→ Lesetext

▼

34Ausgehend von diesen Grundsätzen hat sich der streitgegenständliche Unfall nicht bei dem Betrieb der vom Kläger genutzten Schienenbahn ereignet. Denn nach seiner gegenüber dem Landgericht abgegebenen Unfallschilderung war der Kläger bereits aus dem Zug ausgestiegen und mit dem Gepäck weiter in Richtung des Bahnhofsvorplatzes gegangen, ehe er stürzte. Der eigentliche Aussteigevorgang war damit zum Unfallzeitpunkt schon beendet gewesen. Infolge des Gedränges anderer Mitreisender zu Fall gekommen zu sein, behauptet der Kläger selbst nicht. Er will vielmehr allein wegen einer am Ende der Überdachung des Bahnsteiges 1 vorhandenen Vereisung gestürzt sein. Damit fehlt es hier aber an dem für einen Betriebsunfall erforderlichen unmittelbarer zeitlichen und örtlichen Zusammenhang zwischen Unfall und dem Betriebsvorgang. Allein der Umstand, dass sich der Unfall auf dem Bahnhof ereignet hat, reicht zur Begründung einer Haftung nach § 1 HPflG nicht aus.

▲

→ Arbeitsauftrag
Beantworte anhand des Textes zum Sturz auf dem Bahnhof die folgenden Fragen:
(a) In welche Richtung ging der Kläger mit dem Gepäck, bevor er stürzte?
(b) Worauf führt der Kläger seinen Sturz zurück?
(c) Nach welcher Vorschrift reicht der Unfallort Bahnhof allein nicht zur Begründung einer Haftung aus?
Die anschließenden Daten werden für die Bearbeitung nicht gebraucht.

→ Ausgangsdaten
▼

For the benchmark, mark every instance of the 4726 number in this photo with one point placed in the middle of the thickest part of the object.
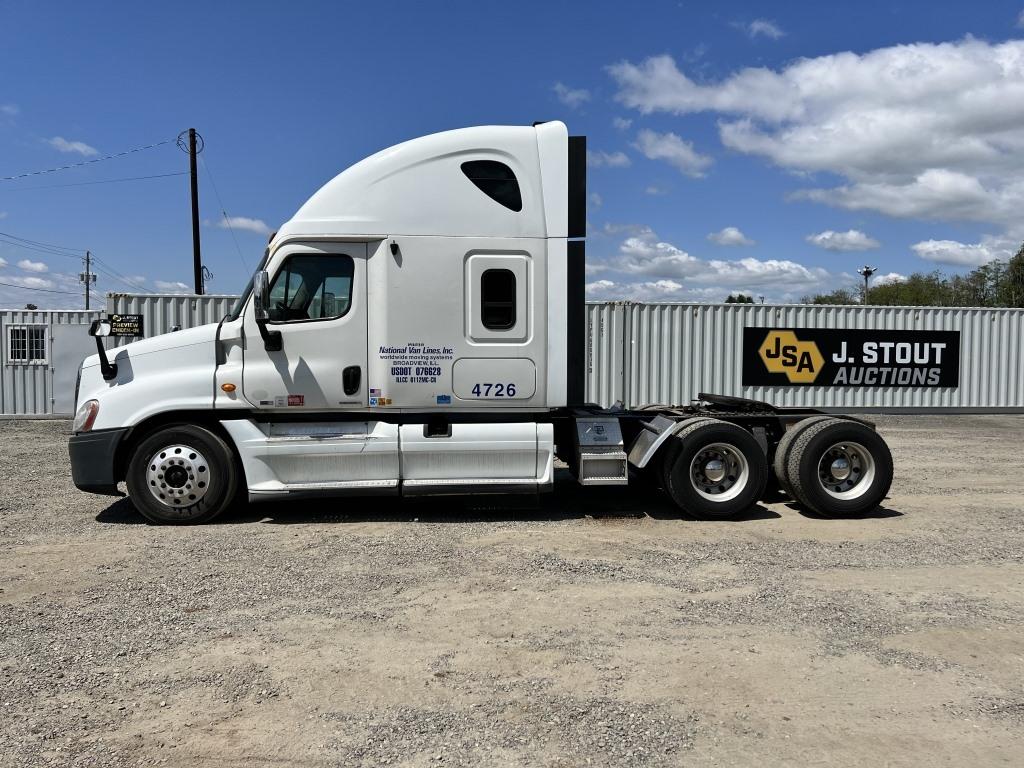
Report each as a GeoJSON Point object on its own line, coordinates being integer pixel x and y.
{"type": "Point", "coordinates": [494, 390]}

▲

→ Erwartete Lösung
(a) In Richtung des Bahnhofsvorplatzes.
(b) Auf eine Vereisung am Ende der Überdachung des Bahnsteiges 1.
(c) Nach § 1 HPflG.